▶ [Directive] Print the records again, character for character.
───── Provided records ─────
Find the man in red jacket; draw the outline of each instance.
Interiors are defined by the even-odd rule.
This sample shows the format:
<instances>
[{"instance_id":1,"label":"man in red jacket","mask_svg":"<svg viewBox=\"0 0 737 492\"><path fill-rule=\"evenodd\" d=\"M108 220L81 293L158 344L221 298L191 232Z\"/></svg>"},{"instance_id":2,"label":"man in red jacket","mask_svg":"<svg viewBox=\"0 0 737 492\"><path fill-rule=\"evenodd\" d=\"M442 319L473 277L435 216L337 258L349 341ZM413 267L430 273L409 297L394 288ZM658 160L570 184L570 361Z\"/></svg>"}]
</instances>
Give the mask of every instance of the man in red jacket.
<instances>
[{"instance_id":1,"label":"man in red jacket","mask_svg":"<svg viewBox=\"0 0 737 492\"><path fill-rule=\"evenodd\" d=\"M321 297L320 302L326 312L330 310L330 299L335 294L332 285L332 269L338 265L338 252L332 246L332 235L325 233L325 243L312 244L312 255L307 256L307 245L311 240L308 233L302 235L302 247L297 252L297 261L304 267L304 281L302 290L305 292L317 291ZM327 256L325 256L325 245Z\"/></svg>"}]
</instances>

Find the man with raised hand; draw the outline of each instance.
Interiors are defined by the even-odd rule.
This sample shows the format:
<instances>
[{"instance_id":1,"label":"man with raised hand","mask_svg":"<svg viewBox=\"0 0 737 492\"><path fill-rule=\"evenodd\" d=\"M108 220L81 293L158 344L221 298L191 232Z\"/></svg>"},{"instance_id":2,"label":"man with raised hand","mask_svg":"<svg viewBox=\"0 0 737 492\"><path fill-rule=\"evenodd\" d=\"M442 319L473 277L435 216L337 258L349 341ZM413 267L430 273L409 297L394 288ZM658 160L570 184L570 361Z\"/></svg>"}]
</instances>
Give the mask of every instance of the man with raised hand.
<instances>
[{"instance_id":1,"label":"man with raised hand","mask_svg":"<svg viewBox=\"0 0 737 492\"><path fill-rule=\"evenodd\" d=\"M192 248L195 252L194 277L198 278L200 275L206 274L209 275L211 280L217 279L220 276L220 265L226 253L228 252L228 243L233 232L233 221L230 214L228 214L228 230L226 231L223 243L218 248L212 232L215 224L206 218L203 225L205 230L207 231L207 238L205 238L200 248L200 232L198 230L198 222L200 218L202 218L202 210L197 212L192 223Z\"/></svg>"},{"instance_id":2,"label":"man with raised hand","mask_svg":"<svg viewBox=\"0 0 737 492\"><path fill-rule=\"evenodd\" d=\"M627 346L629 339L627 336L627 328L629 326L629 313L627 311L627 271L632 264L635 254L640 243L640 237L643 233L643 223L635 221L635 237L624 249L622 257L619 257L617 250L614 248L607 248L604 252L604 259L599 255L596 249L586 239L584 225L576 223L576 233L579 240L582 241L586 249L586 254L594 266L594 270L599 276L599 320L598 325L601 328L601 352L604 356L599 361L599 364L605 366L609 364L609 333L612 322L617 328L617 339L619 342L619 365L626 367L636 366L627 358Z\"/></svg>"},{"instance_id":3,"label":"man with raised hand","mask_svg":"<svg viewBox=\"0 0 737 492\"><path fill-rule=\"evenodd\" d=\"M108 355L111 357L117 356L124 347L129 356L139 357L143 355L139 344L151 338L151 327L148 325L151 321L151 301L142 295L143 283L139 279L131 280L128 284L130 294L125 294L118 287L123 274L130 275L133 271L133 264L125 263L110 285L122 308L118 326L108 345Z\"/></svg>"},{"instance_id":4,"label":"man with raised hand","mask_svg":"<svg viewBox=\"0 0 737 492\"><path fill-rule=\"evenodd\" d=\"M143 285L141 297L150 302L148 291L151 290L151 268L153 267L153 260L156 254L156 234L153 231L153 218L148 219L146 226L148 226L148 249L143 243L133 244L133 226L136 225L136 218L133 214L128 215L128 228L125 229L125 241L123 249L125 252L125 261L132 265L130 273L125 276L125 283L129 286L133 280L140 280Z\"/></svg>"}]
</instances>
─────
▶ [Full solution]
Find the man in red jacket; draw the outline of each instance.
Interiors are defined by the even-odd rule.
This sample shows the format:
<instances>
[{"instance_id":1,"label":"man in red jacket","mask_svg":"<svg viewBox=\"0 0 737 492\"><path fill-rule=\"evenodd\" d=\"M108 220L81 293L158 344L221 298L191 232Z\"/></svg>"},{"instance_id":2,"label":"man in red jacket","mask_svg":"<svg viewBox=\"0 0 737 492\"><path fill-rule=\"evenodd\" d=\"M442 319L473 277L435 216L337 258L349 341ZM413 267L430 273L409 297L394 288ZM658 160L570 184L570 361Z\"/></svg>"}]
</instances>
Give the mask of every instance of the man in red jacket.
<instances>
[{"instance_id":1,"label":"man in red jacket","mask_svg":"<svg viewBox=\"0 0 737 492\"><path fill-rule=\"evenodd\" d=\"M321 297L320 302L326 312L330 310L330 299L335 294L332 285L332 269L338 265L338 252L332 246L332 235L325 233L325 243L312 244L312 255L307 256L307 245L311 240L308 233L302 235L302 247L297 252L297 261L304 267L304 281L302 290L305 292L317 291ZM327 256L325 256L325 245Z\"/></svg>"}]
</instances>

Find the man with raised hand; draw the outline of each instance.
Interiors are defined by the even-odd rule.
This sample shows the format:
<instances>
[{"instance_id":1,"label":"man with raised hand","mask_svg":"<svg viewBox=\"0 0 737 492\"><path fill-rule=\"evenodd\" d=\"M108 220L81 293L158 344L221 298L191 232Z\"/></svg>"},{"instance_id":2,"label":"man with raised hand","mask_svg":"<svg viewBox=\"0 0 737 492\"><path fill-rule=\"evenodd\" d=\"M442 319L473 277L435 216L337 258L349 341ZM413 267L430 273L409 297L394 288ZM658 160L570 184L570 361Z\"/></svg>"}]
</instances>
Give the mask of every instance of the man with raised hand.
<instances>
[{"instance_id":1,"label":"man with raised hand","mask_svg":"<svg viewBox=\"0 0 737 492\"><path fill-rule=\"evenodd\" d=\"M192 248L195 252L194 277L198 278L200 275L206 274L209 275L211 280L217 279L220 276L220 265L226 253L228 252L228 243L233 232L233 221L230 214L228 214L228 230L226 231L223 243L218 248L212 232L215 224L206 218L203 225L205 230L207 231L207 238L205 238L200 248L200 232L198 230L198 222L200 218L202 218L202 210L197 212L192 223Z\"/></svg>"},{"instance_id":2,"label":"man with raised hand","mask_svg":"<svg viewBox=\"0 0 737 492\"><path fill-rule=\"evenodd\" d=\"M627 346L629 339L627 336L627 328L629 326L629 313L627 311L627 271L632 264L635 254L640 243L640 237L643 233L643 223L635 221L635 237L624 249L622 257L619 257L617 250L614 248L607 248L604 252L604 259L599 255L596 249L586 239L584 225L576 223L576 233L579 240L582 241L586 249L586 254L594 266L594 270L599 276L599 320L598 325L601 328L601 352L604 356L599 361L599 364L605 366L609 364L609 333L612 322L617 328L617 339L619 342L619 365L626 367L636 366L627 358Z\"/></svg>"},{"instance_id":3,"label":"man with raised hand","mask_svg":"<svg viewBox=\"0 0 737 492\"><path fill-rule=\"evenodd\" d=\"M108 355L111 357L117 356L124 347L129 356L139 357L143 355L139 344L151 338L151 327L148 325L151 321L151 301L142 295L143 283L139 279L131 280L128 284L130 294L125 294L118 287L123 274L130 275L133 271L133 264L125 263L110 285L122 308L118 326L108 345Z\"/></svg>"},{"instance_id":4,"label":"man with raised hand","mask_svg":"<svg viewBox=\"0 0 737 492\"><path fill-rule=\"evenodd\" d=\"M143 285L141 297L150 302L148 291L151 290L151 268L153 267L153 260L156 254L156 234L153 231L153 218L148 219L146 226L148 226L148 249L143 243L133 244L133 226L136 225L136 218L133 214L128 215L128 228L125 229L125 241L123 249L125 252L125 261L132 265L130 273L125 276L125 283L129 286L133 280L140 280Z\"/></svg>"}]
</instances>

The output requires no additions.